_What the exercise asks_
Copy the material below, putting "a JSON list of boxes" wherever "JSON coordinates" appears and changing nothing else.

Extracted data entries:
== == ==
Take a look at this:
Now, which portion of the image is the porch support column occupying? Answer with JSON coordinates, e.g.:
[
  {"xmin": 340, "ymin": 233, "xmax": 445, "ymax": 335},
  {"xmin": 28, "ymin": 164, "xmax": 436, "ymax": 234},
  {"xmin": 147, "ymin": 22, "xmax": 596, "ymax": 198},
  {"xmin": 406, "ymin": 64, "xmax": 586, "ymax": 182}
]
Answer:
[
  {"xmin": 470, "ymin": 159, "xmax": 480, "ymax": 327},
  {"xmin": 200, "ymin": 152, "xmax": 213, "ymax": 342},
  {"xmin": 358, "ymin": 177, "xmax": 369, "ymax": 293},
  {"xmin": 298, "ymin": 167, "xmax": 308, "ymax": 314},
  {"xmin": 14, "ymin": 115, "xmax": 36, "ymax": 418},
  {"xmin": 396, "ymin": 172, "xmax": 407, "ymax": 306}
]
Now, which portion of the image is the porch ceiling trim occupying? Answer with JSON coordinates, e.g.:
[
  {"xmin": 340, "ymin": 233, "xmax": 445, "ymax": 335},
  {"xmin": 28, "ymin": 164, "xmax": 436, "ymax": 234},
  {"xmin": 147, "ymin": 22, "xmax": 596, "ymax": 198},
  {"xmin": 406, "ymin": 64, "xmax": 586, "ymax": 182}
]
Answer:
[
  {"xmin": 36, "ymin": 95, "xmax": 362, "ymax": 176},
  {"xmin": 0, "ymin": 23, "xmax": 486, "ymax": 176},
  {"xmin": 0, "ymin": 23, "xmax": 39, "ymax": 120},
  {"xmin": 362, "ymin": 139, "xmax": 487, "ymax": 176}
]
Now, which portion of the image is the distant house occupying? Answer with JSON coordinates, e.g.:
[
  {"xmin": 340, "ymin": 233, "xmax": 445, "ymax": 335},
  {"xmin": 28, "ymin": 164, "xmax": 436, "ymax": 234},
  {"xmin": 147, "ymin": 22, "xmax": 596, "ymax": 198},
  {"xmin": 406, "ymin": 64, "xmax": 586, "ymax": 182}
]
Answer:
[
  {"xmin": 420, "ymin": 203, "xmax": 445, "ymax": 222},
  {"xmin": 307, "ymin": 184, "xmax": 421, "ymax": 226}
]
== == ==
_Output of the task_
Take a look at this:
Now, which portion of the image is the porch support column occupying? Answer with a JSON list of boxes, e.g.:
[
  {"xmin": 340, "ymin": 233, "xmax": 445, "ymax": 335},
  {"xmin": 28, "ymin": 164, "xmax": 436, "ymax": 234},
  {"xmin": 147, "ymin": 22, "xmax": 596, "ymax": 198},
  {"xmin": 406, "ymin": 64, "xmax": 586, "ymax": 182}
]
Answer:
[
  {"xmin": 470, "ymin": 159, "xmax": 480, "ymax": 327},
  {"xmin": 200, "ymin": 152, "xmax": 213, "ymax": 342},
  {"xmin": 358, "ymin": 177, "xmax": 369, "ymax": 293},
  {"xmin": 298, "ymin": 167, "xmax": 308, "ymax": 314},
  {"xmin": 14, "ymin": 115, "xmax": 36, "ymax": 418},
  {"xmin": 396, "ymin": 172, "xmax": 407, "ymax": 306}
]
Now, which portion of the image is the porch ceiling trim occupying? Answer with a JSON list of boxes, e.g.:
[
  {"xmin": 340, "ymin": 233, "xmax": 445, "ymax": 335},
  {"xmin": 28, "ymin": 164, "xmax": 436, "ymax": 234},
  {"xmin": 147, "ymin": 22, "xmax": 596, "ymax": 198},
  {"xmin": 406, "ymin": 64, "xmax": 586, "ymax": 182}
]
Answer:
[
  {"xmin": 36, "ymin": 95, "xmax": 362, "ymax": 176},
  {"xmin": 0, "ymin": 23, "xmax": 486, "ymax": 176},
  {"xmin": 0, "ymin": 23, "xmax": 39, "ymax": 120},
  {"xmin": 362, "ymin": 139, "xmax": 487, "ymax": 176}
]
Now, which portion of the image is the distant house occupying? Answer with a JSON list of boxes, e.g.:
[
  {"xmin": 340, "ymin": 233, "xmax": 445, "ymax": 335},
  {"xmin": 28, "ymin": 164, "xmax": 436, "ymax": 234},
  {"xmin": 147, "ymin": 22, "xmax": 596, "ymax": 198},
  {"xmin": 406, "ymin": 64, "xmax": 586, "ymax": 182}
]
Answer:
[
  {"xmin": 420, "ymin": 203, "xmax": 445, "ymax": 222},
  {"xmin": 307, "ymin": 184, "xmax": 421, "ymax": 226}
]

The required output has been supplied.